[Dataset rows showing where objects appear]
┌────────

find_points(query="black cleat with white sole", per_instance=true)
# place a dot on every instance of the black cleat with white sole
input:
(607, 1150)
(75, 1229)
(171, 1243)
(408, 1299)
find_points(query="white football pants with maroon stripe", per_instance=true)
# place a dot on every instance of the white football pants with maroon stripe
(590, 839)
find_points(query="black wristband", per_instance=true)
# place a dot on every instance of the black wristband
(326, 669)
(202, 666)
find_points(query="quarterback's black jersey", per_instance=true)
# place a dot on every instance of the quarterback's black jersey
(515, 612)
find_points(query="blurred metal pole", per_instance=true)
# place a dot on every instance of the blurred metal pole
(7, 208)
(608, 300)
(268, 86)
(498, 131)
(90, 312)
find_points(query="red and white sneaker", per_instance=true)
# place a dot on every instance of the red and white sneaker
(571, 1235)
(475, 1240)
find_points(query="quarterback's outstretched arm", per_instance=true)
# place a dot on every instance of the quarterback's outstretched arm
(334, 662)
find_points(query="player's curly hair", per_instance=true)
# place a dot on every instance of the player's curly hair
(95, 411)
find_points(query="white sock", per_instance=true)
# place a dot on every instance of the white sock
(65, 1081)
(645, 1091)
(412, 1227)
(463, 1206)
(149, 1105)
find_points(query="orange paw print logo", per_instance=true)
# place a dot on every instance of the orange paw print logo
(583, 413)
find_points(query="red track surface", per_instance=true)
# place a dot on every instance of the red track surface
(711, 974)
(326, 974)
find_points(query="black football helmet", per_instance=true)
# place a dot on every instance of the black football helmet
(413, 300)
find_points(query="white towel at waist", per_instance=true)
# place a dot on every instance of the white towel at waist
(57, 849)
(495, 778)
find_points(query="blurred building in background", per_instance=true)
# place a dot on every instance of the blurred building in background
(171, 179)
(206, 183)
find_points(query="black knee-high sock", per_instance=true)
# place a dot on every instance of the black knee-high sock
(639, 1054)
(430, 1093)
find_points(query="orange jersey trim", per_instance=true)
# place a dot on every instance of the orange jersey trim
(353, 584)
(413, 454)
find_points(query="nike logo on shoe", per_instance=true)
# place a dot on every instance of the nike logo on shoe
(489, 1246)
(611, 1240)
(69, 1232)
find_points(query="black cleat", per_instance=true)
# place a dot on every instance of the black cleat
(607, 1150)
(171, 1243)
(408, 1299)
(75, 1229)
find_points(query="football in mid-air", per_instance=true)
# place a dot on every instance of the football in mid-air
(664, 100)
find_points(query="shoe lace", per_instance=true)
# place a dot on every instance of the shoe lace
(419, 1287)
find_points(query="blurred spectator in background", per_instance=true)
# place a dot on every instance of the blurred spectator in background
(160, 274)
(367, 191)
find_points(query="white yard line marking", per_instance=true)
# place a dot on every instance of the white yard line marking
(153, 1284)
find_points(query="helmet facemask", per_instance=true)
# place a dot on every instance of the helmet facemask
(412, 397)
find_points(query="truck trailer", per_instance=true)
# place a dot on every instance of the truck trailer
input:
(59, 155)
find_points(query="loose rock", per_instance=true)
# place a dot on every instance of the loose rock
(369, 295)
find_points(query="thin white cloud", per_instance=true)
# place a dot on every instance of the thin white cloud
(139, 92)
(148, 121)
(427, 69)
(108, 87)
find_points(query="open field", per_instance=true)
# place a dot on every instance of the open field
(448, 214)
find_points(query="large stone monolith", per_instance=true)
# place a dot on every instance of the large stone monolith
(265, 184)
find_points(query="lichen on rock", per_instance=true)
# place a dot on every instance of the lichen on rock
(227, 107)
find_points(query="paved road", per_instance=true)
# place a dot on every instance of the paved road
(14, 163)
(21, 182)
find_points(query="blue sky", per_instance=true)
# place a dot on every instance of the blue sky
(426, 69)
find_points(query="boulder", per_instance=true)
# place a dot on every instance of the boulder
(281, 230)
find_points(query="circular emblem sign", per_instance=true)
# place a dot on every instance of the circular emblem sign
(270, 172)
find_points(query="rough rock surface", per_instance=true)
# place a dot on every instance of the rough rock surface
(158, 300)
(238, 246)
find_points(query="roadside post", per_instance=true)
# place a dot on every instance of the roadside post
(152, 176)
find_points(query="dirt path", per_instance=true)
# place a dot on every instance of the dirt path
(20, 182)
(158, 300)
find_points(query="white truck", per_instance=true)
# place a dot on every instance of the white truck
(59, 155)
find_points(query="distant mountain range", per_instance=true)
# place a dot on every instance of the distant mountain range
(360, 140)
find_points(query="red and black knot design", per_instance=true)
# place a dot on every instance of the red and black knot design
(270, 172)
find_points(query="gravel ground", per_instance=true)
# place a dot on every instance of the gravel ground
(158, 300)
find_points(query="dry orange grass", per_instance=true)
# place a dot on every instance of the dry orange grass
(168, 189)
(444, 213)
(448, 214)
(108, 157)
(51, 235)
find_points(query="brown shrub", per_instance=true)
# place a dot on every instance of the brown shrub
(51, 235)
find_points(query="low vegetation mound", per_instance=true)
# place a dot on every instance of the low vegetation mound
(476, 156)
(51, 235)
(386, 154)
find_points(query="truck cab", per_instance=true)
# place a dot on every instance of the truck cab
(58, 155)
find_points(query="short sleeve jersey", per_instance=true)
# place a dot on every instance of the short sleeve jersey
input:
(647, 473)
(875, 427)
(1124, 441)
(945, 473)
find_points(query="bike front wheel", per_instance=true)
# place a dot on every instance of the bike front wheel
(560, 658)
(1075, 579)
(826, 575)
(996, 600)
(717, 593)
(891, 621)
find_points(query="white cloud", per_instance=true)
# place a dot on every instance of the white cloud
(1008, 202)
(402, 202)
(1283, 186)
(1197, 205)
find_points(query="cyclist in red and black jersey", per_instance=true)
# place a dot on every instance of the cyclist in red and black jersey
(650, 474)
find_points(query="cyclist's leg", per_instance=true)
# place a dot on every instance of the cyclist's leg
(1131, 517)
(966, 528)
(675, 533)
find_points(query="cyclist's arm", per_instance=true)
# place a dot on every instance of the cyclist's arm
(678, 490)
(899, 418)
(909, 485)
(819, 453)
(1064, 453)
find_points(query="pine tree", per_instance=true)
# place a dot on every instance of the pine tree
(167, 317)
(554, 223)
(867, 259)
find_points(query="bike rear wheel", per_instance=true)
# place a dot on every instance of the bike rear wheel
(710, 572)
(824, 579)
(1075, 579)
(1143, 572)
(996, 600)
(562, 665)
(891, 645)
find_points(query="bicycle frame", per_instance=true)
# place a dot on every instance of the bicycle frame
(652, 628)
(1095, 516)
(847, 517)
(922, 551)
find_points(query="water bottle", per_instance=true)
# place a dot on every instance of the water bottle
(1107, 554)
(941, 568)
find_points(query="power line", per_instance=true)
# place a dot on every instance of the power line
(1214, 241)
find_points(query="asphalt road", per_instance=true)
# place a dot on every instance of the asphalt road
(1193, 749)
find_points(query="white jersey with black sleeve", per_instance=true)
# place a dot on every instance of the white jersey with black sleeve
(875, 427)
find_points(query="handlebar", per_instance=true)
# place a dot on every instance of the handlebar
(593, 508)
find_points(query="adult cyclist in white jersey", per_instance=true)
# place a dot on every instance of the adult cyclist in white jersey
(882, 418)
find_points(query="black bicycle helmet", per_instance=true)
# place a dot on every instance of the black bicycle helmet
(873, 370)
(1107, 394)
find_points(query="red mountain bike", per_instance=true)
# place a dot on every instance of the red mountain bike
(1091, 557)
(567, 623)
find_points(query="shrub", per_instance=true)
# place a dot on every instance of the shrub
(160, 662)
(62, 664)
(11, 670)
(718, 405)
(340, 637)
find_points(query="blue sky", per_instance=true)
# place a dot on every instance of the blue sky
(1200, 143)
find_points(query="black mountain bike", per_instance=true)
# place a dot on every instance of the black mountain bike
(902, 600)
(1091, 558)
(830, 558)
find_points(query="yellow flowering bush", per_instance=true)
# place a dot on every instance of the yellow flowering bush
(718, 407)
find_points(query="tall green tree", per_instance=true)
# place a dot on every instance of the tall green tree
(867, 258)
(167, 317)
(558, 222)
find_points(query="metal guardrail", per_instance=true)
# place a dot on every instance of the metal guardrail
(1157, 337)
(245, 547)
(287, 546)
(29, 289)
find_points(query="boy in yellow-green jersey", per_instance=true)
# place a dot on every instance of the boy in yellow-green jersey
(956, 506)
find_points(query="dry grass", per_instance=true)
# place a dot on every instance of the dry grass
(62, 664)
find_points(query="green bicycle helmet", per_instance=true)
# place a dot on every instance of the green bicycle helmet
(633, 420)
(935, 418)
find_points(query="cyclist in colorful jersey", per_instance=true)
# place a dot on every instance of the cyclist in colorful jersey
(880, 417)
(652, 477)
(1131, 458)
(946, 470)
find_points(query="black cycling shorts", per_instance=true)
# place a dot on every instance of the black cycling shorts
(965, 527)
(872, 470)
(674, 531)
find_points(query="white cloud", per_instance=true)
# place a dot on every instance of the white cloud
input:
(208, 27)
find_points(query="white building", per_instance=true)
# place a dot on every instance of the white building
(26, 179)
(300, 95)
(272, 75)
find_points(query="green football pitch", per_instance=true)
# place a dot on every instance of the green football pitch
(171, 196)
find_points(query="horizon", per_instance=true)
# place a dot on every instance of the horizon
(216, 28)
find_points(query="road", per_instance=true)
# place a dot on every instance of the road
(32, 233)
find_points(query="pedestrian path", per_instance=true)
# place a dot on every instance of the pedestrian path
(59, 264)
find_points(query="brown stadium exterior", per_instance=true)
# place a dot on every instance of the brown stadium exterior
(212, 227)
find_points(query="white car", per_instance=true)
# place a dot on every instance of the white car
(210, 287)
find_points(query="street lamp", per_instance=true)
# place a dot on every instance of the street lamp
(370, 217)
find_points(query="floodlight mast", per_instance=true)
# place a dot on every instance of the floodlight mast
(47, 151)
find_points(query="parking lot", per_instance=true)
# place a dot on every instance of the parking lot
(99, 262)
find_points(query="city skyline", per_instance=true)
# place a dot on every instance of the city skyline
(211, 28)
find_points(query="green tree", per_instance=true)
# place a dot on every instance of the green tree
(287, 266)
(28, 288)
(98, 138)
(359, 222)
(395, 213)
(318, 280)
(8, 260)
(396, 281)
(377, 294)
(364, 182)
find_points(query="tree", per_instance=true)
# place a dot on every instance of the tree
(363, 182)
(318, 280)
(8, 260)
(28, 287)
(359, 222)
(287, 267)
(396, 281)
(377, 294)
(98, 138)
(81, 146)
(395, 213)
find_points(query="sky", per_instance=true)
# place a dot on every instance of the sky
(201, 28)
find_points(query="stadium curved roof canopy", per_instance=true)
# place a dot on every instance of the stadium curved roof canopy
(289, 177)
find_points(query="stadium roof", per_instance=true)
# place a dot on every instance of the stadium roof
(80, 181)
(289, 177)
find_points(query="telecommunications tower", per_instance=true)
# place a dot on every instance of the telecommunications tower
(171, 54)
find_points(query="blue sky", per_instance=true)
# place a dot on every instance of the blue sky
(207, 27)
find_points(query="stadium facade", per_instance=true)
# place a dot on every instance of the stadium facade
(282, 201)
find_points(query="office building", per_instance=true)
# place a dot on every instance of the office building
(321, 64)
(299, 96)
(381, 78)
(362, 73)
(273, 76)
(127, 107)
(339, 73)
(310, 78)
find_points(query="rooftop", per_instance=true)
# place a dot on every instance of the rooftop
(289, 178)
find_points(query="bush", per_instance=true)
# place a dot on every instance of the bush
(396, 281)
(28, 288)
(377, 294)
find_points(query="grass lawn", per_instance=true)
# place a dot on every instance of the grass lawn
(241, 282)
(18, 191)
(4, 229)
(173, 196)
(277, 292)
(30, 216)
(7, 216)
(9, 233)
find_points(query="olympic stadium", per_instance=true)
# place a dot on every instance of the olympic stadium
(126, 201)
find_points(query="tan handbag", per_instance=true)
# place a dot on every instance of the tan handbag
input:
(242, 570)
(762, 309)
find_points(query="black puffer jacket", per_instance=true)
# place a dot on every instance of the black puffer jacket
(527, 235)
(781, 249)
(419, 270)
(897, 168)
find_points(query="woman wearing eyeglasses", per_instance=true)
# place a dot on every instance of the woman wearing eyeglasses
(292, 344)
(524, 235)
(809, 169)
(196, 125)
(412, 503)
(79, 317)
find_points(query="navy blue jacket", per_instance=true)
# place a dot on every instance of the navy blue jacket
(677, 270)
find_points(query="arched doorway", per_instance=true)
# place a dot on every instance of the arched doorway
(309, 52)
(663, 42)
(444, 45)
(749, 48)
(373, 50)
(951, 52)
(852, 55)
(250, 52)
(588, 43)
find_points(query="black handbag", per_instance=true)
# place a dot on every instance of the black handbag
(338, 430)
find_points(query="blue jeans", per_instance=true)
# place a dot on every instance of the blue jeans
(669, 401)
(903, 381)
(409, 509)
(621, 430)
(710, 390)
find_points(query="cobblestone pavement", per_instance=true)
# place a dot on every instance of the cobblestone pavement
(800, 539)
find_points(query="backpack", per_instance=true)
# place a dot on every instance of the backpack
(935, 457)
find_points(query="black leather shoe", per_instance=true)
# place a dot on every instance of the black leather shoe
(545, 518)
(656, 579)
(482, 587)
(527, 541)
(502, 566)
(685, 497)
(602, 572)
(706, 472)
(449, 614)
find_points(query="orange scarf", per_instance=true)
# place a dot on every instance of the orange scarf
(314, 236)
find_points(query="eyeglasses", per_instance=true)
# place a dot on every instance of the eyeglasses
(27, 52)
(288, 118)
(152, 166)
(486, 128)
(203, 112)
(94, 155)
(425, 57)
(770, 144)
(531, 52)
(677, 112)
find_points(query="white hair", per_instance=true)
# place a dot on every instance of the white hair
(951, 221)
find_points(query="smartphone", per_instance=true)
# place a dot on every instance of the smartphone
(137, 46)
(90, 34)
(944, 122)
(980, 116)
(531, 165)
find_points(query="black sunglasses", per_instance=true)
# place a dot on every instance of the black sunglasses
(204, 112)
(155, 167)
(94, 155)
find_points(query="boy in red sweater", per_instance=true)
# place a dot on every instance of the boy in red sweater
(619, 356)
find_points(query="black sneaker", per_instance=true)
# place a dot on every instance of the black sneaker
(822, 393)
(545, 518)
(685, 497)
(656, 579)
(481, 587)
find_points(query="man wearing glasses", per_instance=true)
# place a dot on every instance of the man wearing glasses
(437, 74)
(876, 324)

└────────

**Given instruction**
Copy the records word for word, covering the stretch from the start of the records through the line containing "(149, 1105)".

**Answer for this exercise**
find_points(query="black cleat with white sole", per_instance=true)
# place a dot on every instance of the black cleat with white sole
input:
(607, 1150)
(75, 1229)
(171, 1243)
(408, 1299)
find_points(query="white football pants with maroon stripe", per_instance=true)
# place a dot on every instance of the white football pants with maroon stripe
(590, 839)
find_points(query="black wristband", per_instance=true)
# place a dot on every instance of the black wristband
(326, 669)
(202, 666)
find_points(query="quarterback's black jersey", per_instance=true)
# place a dot on every instance of the quarterback's black jersey
(515, 612)
find_points(query="blurred metal pole", per_instance=true)
# place a dot on every instance of the blurred metal pole
(7, 208)
(608, 300)
(268, 86)
(498, 131)
(90, 312)
find_points(query="red and white sneaker", per_instance=true)
# place a dot on every instance of the red and white sneaker
(571, 1235)
(475, 1240)
find_points(query="quarterback's outstretched arm", per_instance=true)
# place a dot on every instance of the quarterback's outstretched arm
(334, 662)
find_points(query="player's curly hair", per_instance=true)
# place a dot on every instance of the player's curly hair
(95, 411)
find_points(query="white sock", per_instance=true)
# place a dot on every instance of the white sock
(65, 1081)
(645, 1091)
(412, 1227)
(463, 1206)
(149, 1105)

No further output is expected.